Supplied passage:

Richard Dawkins was born in Nairobi in 1941 and educated at Oxford University completing his undergraduate studies in 1962 but remaining for his doctorate under the supervision of ethnologist Niko Tinbergen. Between 1967 and 1969 Dawkins was Assistant Professor of Zoology at the University of California in Berkeley. In 1970 he became Lecturer in Zoology at Oxford where he has remained since. In 1995 Dawkins became the first person to hold the newly endowed Charles Simonyi Chair of the Public Understanding of Science. In 1997 he was elected a Fellow of the Royal Society of Literature.
Dawkins is an ardent materialist whose writings have sparked heated interest regarding human culture and evolution in quarters both biological and theological. Dawkins participated in the Glasgow Centenary Gifford Lectures lecturing on ‘Worlds in Microcosm’. This lecture along with the other Gifford centenary lectures at the University of Glasgow were edited by Neil Spurway and published as Humanity Environment and God.
Among Dawkins’s more notable publications are The Selfish Gene (1978) The Blind Watchmaker (1986) River Out of Eden: A Darwinian View of Life (1995) Climbing Mount Improbable (1996) Unweaving the Rainbow: Science Delusion and the Appetite for Wonder (1998) and The Ancestor's Tale: A Pilgrimage to the Dawn of Evolution (2004).

Study questions:
a: Reproduce the Dawkins biography starting at the words that have "Among Dawkins’s more" and stopping after "of Evolution (2004).", substituting "celebrated" for "notable".
b: In the Dawkins biography, who supervised Dawkins's doctorate at Oxford?

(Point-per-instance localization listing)
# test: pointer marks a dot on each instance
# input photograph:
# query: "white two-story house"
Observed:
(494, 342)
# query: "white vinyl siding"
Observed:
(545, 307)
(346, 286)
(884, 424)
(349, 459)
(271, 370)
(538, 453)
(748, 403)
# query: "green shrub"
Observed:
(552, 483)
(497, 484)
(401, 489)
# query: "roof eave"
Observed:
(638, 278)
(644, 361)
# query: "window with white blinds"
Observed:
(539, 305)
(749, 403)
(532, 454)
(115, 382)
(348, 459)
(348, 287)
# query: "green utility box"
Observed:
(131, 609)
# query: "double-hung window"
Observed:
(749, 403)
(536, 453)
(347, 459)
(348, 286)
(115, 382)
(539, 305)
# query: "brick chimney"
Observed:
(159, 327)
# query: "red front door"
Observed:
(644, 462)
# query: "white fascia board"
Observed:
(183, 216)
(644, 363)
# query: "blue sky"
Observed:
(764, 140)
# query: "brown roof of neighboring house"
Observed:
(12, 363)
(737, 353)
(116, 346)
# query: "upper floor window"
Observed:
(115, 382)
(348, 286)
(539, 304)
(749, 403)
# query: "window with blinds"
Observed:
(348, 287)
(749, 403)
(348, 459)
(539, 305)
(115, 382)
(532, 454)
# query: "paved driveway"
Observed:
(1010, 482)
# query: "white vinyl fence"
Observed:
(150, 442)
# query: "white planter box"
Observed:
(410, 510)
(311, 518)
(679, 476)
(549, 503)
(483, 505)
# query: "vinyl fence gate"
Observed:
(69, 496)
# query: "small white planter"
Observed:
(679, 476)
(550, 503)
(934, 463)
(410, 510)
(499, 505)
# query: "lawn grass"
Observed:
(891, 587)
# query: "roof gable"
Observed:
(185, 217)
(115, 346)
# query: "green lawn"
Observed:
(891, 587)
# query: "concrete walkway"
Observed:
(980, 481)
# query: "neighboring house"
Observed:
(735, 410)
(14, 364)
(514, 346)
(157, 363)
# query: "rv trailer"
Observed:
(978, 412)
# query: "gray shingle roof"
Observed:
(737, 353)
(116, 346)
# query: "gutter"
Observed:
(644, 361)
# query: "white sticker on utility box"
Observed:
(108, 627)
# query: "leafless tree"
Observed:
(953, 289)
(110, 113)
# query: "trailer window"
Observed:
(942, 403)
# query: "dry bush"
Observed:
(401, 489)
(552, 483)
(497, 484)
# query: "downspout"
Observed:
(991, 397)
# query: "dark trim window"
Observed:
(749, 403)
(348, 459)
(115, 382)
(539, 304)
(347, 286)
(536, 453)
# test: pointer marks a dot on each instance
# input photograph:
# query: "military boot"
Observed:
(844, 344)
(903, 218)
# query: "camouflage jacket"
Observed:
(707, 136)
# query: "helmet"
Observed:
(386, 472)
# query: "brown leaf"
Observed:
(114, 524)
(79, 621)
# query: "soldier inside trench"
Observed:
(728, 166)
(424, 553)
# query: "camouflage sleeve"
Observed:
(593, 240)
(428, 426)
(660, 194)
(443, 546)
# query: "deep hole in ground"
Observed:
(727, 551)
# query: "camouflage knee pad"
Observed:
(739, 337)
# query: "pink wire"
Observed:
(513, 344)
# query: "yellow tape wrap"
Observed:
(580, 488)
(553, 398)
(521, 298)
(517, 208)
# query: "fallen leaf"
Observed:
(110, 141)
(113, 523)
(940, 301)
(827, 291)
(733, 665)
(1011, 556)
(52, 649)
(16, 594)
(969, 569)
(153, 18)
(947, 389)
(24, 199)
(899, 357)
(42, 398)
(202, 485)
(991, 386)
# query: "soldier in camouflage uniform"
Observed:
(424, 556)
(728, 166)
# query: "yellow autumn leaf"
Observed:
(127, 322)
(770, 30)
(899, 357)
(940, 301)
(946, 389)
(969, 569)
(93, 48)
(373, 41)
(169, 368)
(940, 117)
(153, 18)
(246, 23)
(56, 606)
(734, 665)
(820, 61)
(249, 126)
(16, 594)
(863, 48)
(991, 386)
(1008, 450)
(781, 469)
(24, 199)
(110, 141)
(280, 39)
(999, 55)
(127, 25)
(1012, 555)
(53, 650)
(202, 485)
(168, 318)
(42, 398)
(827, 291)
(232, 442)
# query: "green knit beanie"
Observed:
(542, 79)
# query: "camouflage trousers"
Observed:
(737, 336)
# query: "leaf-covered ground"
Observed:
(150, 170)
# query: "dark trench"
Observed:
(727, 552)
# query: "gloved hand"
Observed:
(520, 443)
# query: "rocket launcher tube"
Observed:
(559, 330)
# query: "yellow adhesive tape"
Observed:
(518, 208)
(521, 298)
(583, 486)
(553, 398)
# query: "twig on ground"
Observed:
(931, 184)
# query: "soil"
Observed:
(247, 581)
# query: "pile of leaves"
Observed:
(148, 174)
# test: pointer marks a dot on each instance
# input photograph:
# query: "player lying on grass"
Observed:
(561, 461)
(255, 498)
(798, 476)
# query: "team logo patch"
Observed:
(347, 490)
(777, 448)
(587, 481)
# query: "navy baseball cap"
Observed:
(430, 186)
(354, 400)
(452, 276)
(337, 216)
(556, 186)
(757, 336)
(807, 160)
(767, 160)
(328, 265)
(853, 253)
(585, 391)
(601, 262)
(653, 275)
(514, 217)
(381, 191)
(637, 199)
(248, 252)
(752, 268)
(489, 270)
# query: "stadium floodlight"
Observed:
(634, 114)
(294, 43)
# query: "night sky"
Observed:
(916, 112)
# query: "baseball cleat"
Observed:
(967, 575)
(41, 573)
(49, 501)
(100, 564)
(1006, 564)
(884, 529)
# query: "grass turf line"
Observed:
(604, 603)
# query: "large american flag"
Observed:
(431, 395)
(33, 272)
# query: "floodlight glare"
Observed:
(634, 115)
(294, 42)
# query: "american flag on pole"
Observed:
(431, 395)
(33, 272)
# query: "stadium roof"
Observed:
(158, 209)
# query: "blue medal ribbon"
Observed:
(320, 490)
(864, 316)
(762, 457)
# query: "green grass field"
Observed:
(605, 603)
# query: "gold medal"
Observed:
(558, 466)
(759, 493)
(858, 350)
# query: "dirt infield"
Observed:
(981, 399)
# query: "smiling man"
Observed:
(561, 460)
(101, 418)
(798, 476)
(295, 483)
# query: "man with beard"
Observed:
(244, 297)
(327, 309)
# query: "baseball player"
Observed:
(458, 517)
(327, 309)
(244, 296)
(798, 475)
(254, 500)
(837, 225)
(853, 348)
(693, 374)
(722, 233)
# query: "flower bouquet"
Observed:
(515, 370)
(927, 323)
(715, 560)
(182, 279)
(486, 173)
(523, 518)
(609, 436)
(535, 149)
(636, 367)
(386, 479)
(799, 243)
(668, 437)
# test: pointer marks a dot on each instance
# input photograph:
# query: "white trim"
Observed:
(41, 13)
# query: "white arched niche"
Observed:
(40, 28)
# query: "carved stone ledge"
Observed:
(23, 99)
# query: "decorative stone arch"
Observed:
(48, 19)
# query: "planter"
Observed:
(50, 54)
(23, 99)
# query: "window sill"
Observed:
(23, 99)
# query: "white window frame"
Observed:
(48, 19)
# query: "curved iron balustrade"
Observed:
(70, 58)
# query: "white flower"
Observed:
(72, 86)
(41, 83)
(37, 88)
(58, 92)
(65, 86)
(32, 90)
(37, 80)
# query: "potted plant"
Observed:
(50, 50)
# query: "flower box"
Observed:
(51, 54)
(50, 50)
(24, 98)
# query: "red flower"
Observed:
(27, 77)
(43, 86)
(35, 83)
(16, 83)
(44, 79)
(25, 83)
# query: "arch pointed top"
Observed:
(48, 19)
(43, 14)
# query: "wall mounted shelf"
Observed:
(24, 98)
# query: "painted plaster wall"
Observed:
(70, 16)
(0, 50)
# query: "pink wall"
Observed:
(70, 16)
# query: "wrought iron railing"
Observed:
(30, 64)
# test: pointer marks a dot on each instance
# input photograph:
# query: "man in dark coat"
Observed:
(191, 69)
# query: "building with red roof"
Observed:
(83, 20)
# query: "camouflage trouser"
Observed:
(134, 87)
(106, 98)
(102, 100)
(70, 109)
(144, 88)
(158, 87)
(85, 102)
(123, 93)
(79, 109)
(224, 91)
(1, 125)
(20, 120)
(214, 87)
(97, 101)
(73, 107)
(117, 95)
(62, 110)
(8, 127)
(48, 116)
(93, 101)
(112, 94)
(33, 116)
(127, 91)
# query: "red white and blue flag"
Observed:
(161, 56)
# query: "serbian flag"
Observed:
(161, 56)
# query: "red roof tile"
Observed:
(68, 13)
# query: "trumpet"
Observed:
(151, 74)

Task-by-task solutions:
a:
Among Dawkins’s more celebrated publications are The Selfish Gene (1978) The Blind Watchmaker (1986) River Out of Eden: A Darwinian View of Life (1995) Climbing Mount Improbable (1996) Unweaving the Rainbow: Science Delusion and the Appetite for Wonder (1998) and The Ancestor's Tale: A Pilgrimage to the Dawn of Evolution (2004).

b: Niko Tinbergen